=== What you should do ===
Rewrite every line of the items from the line containing "neck, as pixel coordinates." through the end of the items, inclusive, and increase each pixel coordinate in the answers by 50. Leave the pictures out.

=== Source records ===
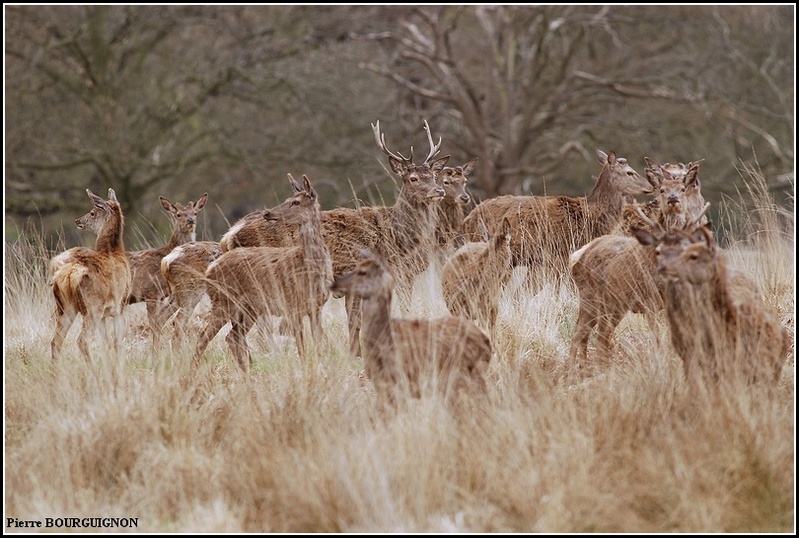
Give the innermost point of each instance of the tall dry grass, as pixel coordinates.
(305, 447)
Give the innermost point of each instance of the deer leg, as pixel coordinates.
(317, 331)
(582, 332)
(154, 311)
(237, 340)
(353, 306)
(605, 327)
(63, 323)
(118, 321)
(214, 324)
(88, 330)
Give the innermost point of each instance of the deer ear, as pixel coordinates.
(308, 188)
(438, 164)
(201, 202)
(691, 177)
(653, 177)
(96, 200)
(294, 185)
(167, 205)
(644, 237)
(468, 167)
(397, 165)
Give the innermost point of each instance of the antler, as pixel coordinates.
(655, 225)
(434, 148)
(294, 185)
(696, 220)
(380, 138)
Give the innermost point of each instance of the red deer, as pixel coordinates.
(403, 233)
(545, 230)
(246, 283)
(148, 283)
(720, 325)
(93, 283)
(400, 352)
(184, 271)
(677, 197)
(473, 278)
(615, 274)
(452, 208)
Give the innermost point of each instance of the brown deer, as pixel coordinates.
(615, 274)
(403, 352)
(452, 208)
(184, 272)
(473, 278)
(92, 283)
(148, 283)
(677, 197)
(720, 325)
(403, 233)
(545, 230)
(245, 283)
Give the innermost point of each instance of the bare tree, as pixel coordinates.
(526, 87)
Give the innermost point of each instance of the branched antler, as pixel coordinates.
(380, 138)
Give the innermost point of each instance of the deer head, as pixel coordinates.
(453, 180)
(418, 179)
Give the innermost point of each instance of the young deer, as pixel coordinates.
(720, 325)
(452, 208)
(403, 234)
(678, 197)
(92, 283)
(473, 278)
(403, 352)
(615, 274)
(184, 272)
(148, 283)
(245, 283)
(545, 230)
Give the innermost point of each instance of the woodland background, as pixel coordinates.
(180, 100)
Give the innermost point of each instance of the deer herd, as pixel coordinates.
(287, 261)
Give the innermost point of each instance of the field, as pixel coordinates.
(305, 447)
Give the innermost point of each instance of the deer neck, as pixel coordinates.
(312, 241)
(378, 341)
(110, 237)
(605, 204)
(179, 238)
(451, 214)
(413, 223)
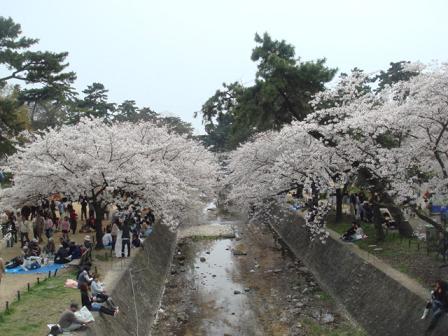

=== Task answer ===
Give the innermost point of each instance of the deer neck, as pixel coordinates.
(362, 291)
(428, 391)
(160, 287)
(655, 254)
(229, 288)
(501, 264)
(463, 273)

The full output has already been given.